• _Try it_
Bring together all lines of the material below that contain the string "background".
>>>
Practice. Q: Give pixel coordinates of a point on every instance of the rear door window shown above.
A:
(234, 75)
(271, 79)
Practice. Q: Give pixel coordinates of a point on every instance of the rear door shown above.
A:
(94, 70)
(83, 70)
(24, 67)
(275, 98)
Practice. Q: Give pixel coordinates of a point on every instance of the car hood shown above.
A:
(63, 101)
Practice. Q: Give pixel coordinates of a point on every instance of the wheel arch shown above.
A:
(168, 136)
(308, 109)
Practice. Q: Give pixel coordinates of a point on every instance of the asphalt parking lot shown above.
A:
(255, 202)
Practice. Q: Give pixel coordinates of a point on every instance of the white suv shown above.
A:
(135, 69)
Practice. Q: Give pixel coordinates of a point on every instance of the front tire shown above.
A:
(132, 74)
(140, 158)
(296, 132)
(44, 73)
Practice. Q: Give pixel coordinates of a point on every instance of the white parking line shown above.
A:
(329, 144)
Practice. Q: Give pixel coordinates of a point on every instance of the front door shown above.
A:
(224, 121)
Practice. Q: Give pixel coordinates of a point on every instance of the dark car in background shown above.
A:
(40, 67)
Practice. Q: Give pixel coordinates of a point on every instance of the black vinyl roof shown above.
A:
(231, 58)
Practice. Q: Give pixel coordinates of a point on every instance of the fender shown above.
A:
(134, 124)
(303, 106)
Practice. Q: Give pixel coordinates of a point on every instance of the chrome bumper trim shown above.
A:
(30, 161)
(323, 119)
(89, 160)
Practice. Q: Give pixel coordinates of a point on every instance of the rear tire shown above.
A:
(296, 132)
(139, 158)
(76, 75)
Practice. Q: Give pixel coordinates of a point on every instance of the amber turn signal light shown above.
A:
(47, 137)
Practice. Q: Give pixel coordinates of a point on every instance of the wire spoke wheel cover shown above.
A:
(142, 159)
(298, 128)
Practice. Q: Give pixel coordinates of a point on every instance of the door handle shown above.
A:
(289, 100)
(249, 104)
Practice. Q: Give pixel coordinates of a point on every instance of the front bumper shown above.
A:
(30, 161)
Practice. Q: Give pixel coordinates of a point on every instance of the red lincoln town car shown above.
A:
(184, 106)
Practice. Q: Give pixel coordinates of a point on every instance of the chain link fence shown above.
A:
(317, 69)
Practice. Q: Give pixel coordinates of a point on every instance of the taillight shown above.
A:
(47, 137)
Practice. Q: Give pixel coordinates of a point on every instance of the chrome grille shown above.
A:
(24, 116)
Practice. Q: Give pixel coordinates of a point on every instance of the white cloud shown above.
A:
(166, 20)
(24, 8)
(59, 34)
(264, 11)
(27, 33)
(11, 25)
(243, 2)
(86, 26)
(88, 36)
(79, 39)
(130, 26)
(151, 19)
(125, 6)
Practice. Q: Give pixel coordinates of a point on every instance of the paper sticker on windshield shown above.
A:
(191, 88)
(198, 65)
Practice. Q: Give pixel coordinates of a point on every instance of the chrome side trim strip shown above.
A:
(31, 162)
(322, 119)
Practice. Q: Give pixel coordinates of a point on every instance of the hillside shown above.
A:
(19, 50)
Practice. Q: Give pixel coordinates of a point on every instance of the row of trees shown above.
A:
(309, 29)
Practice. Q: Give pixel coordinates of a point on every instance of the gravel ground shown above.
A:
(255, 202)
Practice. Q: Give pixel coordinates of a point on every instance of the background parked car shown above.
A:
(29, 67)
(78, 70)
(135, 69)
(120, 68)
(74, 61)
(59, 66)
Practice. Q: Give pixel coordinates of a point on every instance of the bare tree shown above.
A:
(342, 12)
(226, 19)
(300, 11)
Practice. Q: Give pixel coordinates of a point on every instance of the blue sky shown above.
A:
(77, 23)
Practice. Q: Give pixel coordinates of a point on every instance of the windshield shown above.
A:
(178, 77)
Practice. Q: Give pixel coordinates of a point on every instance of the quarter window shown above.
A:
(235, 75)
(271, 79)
<<<
• _Written response_
Practice. Q: Give pixel coordinates of a point on every instance of the dark car in background shown above.
Practice. Q: Give pixel coordinates of a point on every instance of the background parked car shown above.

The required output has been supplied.